WHAT YOU SHOULD DO: Your answer must be an exact copy of the records below.

Records from a dataset:
* * * * * * *

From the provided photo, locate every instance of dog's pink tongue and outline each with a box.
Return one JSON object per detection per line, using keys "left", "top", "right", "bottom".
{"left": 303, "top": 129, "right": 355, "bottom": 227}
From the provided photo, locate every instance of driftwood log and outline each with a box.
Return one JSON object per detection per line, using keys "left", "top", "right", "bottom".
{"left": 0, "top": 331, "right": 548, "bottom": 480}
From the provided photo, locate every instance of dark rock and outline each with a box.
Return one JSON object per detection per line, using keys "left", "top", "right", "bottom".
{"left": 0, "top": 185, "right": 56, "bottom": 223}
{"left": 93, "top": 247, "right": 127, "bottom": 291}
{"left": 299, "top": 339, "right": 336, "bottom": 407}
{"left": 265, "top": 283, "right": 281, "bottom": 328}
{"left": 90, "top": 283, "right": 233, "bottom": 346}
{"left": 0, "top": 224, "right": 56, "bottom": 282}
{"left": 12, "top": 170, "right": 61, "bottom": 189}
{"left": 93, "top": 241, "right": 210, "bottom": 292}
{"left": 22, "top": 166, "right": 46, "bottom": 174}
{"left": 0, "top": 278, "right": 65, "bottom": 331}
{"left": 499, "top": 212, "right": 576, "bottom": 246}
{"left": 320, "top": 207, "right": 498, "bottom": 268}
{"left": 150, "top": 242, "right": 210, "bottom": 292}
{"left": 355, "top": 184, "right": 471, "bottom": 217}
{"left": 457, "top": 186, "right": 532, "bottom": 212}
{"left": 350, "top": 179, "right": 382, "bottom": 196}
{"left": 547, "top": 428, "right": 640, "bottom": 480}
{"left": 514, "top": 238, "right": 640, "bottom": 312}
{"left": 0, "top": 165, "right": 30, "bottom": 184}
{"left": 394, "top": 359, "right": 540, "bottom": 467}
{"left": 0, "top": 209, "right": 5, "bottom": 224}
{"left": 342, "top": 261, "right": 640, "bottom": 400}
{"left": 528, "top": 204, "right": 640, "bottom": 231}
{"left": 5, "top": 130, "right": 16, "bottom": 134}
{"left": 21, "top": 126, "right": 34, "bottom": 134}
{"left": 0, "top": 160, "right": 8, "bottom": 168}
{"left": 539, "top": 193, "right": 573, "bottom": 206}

* * * * * * *

RESPONSE TO THIS TASK:
From the provided photo, locate every instance of dog's pink tongue and outline each with a box.
Return one JSON object per detection per line, using keys "left", "top", "right", "bottom".
{"left": 303, "top": 129, "right": 355, "bottom": 227}
From the provided photo, locate every instance of driftwood log and outline each with a box.
Return one JSON object per detection per line, using keys "left", "top", "right", "bottom".
{"left": 0, "top": 331, "right": 548, "bottom": 480}
From the provided photo, locate every instance of dark rock and outline each with a box.
Return one JSON object per detection per line, using keys "left", "top", "right", "bottom".
{"left": 0, "top": 185, "right": 56, "bottom": 223}
{"left": 93, "top": 247, "right": 127, "bottom": 291}
{"left": 299, "top": 339, "right": 336, "bottom": 407}
{"left": 265, "top": 283, "right": 281, "bottom": 328}
{"left": 90, "top": 283, "right": 233, "bottom": 346}
{"left": 0, "top": 224, "right": 56, "bottom": 282}
{"left": 12, "top": 170, "right": 61, "bottom": 189}
{"left": 93, "top": 241, "right": 210, "bottom": 292}
{"left": 22, "top": 166, "right": 46, "bottom": 174}
{"left": 0, "top": 278, "right": 65, "bottom": 331}
{"left": 499, "top": 212, "right": 576, "bottom": 246}
{"left": 320, "top": 207, "right": 498, "bottom": 268}
{"left": 150, "top": 242, "right": 210, "bottom": 292}
{"left": 355, "top": 184, "right": 471, "bottom": 217}
{"left": 457, "top": 186, "right": 532, "bottom": 212}
{"left": 350, "top": 179, "right": 382, "bottom": 196}
{"left": 547, "top": 428, "right": 640, "bottom": 480}
{"left": 514, "top": 238, "right": 640, "bottom": 312}
{"left": 0, "top": 165, "right": 30, "bottom": 184}
{"left": 394, "top": 359, "right": 540, "bottom": 467}
{"left": 0, "top": 209, "right": 5, "bottom": 224}
{"left": 342, "top": 261, "right": 640, "bottom": 400}
{"left": 528, "top": 204, "right": 640, "bottom": 231}
{"left": 5, "top": 130, "right": 16, "bottom": 134}
{"left": 21, "top": 126, "right": 34, "bottom": 134}
{"left": 0, "top": 160, "right": 8, "bottom": 168}
{"left": 539, "top": 193, "right": 573, "bottom": 206}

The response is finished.